**Short task**
Rewrite the material from the line with "TARGET: sea" to the line with "[(403, 176)]" as a two-column CSV with the headers "prompt" and "completion". Each row puts the text in the first column and its answer in the second, each as one quoted field with line breaks replaced by spaces.

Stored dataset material
###

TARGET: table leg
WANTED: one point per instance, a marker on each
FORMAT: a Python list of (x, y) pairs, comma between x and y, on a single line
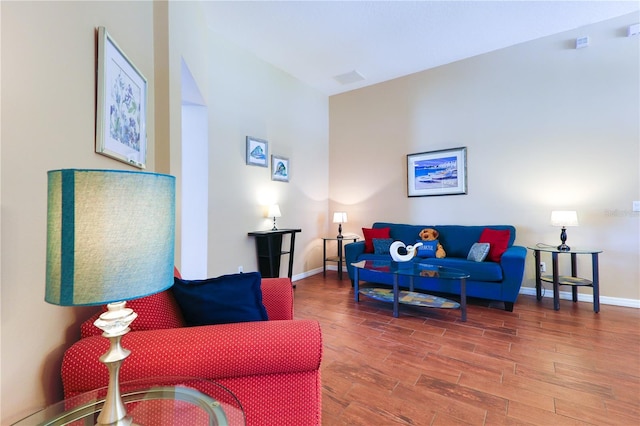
[(536, 254), (596, 282), (463, 299), (340, 259), (556, 284), (291, 249), (574, 273), (396, 295), (324, 258)]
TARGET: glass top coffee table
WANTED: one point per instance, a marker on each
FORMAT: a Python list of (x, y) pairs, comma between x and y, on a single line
[(153, 401), (411, 270)]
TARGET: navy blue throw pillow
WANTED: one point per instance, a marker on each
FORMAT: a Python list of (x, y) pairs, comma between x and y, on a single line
[(427, 249), (382, 245), (221, 300)]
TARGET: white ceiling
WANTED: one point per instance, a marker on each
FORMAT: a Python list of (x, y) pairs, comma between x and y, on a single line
[(316, 41)]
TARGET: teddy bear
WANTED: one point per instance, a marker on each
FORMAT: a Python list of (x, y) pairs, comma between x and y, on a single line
[(430, 234)]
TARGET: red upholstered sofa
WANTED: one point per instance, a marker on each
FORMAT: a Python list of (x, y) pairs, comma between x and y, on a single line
[(272, 367)]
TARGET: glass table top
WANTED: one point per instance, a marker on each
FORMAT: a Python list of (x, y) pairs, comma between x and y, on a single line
[(414, 269), (156, 401), (554, 249)]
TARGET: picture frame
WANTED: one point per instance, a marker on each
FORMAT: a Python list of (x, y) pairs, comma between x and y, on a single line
[(442, 172), (257, 152), (121, 105), (280, 168)]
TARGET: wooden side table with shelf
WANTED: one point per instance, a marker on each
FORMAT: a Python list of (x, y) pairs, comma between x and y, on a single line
[(339, 259), (574, 281), (269, 250)]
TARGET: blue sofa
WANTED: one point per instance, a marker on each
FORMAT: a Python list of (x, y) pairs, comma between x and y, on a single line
[(488, 280)]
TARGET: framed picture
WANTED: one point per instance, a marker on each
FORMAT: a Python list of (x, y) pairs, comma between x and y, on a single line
[(257, 152), (441, 172), (121, 113), (280, 168)]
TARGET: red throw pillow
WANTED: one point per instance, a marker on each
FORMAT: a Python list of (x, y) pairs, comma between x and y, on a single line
[(370, 234), (498, 240)]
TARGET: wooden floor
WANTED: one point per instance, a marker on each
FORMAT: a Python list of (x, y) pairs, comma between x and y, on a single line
[(530, 366)]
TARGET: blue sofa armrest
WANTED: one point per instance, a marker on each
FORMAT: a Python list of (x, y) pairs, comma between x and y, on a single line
[(351, 253), (512, 263)]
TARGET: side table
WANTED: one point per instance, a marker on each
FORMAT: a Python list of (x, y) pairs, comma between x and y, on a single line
[(154, 401), (574, 281), (269, 249), (339, 258)]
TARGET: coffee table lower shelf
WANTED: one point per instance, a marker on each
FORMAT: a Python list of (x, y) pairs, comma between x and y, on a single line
[(409, 298)]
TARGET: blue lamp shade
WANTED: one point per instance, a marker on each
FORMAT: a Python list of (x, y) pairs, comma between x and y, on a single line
[(110, 235)]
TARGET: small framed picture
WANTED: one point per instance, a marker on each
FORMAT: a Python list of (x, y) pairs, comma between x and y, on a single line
[(121, 111), (257, 152), (441, 172), (279, 168)]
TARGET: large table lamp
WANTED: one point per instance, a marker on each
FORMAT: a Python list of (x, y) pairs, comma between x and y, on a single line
[(110, 238), (274, 211), (564, 218), (340, 218)]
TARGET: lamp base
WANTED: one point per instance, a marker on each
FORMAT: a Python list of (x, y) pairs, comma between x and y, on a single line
[(115, 324)]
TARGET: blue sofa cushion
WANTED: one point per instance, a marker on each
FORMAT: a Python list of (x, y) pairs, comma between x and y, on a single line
[(478, 252), (382, 245), (427, 249), (221, 300)]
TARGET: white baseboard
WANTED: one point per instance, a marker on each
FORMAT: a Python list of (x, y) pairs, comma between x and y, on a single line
[(546, 292), (584, 297)]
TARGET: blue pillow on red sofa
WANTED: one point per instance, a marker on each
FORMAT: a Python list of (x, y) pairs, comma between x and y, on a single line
[(221, 300)]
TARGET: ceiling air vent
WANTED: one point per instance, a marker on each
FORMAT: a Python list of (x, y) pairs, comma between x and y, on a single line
[(348, 78)]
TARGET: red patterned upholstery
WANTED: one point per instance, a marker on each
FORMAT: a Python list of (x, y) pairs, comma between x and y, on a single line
[(273, 367)]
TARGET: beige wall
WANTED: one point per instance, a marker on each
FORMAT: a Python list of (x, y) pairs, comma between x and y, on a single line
[(48, 107), (48, 116), (546, 127), (247, 97)]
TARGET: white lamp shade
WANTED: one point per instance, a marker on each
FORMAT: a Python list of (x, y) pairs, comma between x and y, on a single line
[(274, 211), (110, 235), (564, 218), (340, 217)]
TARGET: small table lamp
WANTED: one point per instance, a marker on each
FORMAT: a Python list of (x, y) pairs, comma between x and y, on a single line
[(110, 238), (564, 218), (274, 211), (340, 218)]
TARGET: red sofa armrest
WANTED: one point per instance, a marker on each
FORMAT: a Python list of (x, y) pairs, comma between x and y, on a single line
[(160, 310), (277, 298), (210, 352)]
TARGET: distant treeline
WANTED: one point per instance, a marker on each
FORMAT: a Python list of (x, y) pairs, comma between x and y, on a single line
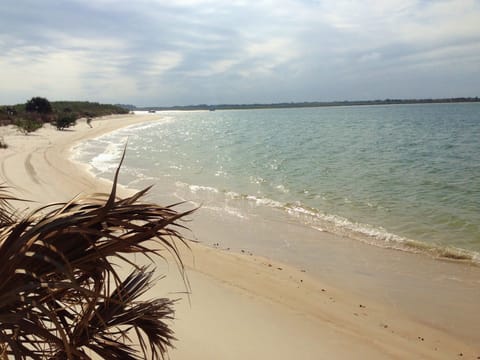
[(306, 104), (50, 111)]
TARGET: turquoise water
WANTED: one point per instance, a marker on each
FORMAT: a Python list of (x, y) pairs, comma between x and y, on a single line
[(398, 175)]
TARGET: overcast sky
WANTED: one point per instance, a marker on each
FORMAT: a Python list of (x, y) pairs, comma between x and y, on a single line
[(155, 52)]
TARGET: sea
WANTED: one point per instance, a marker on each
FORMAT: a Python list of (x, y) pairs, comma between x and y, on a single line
[(403, 176)]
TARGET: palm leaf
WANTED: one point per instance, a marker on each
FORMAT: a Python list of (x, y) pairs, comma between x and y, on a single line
[(60, 294)]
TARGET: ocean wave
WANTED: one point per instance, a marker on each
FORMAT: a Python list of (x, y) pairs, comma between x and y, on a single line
[(335, 224)]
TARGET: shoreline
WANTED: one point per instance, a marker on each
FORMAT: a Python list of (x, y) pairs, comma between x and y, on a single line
[(328, 308)]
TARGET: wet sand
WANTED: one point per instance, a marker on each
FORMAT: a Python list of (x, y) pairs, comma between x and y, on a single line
[(337, 298)]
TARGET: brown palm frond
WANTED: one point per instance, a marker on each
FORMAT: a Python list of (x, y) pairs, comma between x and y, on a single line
[(57, 269)]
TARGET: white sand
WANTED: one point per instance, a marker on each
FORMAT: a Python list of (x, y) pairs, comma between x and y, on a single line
[(241, 306)]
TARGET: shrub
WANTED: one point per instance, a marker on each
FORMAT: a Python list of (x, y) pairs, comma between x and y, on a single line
[(27, 125), (39, 105), (65, 121)]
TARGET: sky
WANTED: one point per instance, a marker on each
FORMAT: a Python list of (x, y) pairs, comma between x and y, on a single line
[(184, 52)]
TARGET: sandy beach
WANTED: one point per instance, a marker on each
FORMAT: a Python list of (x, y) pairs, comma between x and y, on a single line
[(244, 305)]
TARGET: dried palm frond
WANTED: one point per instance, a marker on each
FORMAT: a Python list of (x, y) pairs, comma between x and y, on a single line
[(60, 296)]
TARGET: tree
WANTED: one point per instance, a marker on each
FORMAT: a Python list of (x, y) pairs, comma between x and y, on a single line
[(39, 105), (27, 124), (60, 295)]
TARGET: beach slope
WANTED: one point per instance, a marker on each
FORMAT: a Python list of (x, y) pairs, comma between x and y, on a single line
[(241, 305)]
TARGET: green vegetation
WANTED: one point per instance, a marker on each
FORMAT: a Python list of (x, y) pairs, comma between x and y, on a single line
[(61, 294), (65, 121), (287, 105), (62, 114), (38, 105), (28, 124)]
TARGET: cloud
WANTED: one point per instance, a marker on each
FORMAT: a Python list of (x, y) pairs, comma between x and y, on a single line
[(188, 51)]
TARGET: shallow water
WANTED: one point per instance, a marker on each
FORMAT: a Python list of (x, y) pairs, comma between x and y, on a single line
[(398, 176)]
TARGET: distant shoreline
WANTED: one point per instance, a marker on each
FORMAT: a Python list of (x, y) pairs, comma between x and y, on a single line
[(286, 105)]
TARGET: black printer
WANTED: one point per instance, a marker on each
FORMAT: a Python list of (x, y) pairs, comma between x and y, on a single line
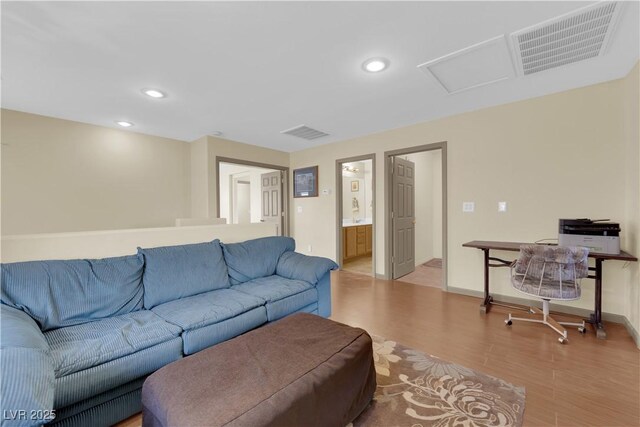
[(597, 235)]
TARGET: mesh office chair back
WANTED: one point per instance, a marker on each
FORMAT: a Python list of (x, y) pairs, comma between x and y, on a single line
[(549, 273)]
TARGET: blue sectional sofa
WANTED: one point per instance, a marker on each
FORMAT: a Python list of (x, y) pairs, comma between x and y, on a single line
[(80, 336)]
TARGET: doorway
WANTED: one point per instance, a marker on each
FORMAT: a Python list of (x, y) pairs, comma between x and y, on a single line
[(250, 192), (355, 214), (416, 209)]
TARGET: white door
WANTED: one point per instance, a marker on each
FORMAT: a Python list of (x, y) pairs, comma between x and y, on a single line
[(241, 201), (271, 190), (404, 219)]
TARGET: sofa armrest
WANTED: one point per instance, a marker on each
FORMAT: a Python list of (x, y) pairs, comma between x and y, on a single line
[(311, 269), (28, 378)]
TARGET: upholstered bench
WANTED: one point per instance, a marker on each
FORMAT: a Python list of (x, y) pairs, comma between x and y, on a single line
[(301, 370)]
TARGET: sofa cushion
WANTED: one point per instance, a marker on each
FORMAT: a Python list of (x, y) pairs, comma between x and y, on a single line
[(283, 296), (255, 258), (174, 272), (89, 383), (293, 265), (206, 309), (80, 347), (71, 292)]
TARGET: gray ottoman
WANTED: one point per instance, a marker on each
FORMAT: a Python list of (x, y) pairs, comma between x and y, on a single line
[(303, 370)]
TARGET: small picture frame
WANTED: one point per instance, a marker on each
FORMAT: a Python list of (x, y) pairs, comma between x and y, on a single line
[(305, 182)]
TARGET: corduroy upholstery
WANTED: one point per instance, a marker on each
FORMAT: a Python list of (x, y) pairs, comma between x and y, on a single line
[(76, 338)]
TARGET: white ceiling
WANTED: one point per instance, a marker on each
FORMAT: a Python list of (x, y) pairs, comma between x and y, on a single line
[(253, 69)]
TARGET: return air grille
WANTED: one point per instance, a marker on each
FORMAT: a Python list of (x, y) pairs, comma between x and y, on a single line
[(574, 37), (304, 132)]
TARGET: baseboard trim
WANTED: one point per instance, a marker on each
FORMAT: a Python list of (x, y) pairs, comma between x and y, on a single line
[(632, 331), (576, 311)]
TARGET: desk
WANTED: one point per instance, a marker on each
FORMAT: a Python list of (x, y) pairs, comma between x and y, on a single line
[(595, 318)]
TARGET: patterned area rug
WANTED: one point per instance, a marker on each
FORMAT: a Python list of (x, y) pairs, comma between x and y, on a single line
[(417, 390)]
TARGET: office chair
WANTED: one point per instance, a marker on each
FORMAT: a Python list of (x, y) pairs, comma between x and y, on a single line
[(549, 273)]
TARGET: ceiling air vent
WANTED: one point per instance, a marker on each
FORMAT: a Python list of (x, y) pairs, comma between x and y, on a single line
[(304, 132), (569, 38)]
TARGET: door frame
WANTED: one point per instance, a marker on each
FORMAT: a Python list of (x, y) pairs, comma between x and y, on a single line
[(233, 192), (388, 197), (339, 207), (285, 186)]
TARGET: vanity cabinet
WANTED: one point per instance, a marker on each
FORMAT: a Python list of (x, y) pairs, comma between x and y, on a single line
[(357, 240)]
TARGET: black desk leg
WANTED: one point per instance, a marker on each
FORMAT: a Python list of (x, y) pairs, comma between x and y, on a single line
[(596, 317), (486, 304)]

###

**Problem solution**
prompt,completion
"TARGET: sea WANTED: one point per instance, a marker on each FORMAT: a Python list of (x, y) pairs, comma between x and y, on a single line","[(403, 176)]"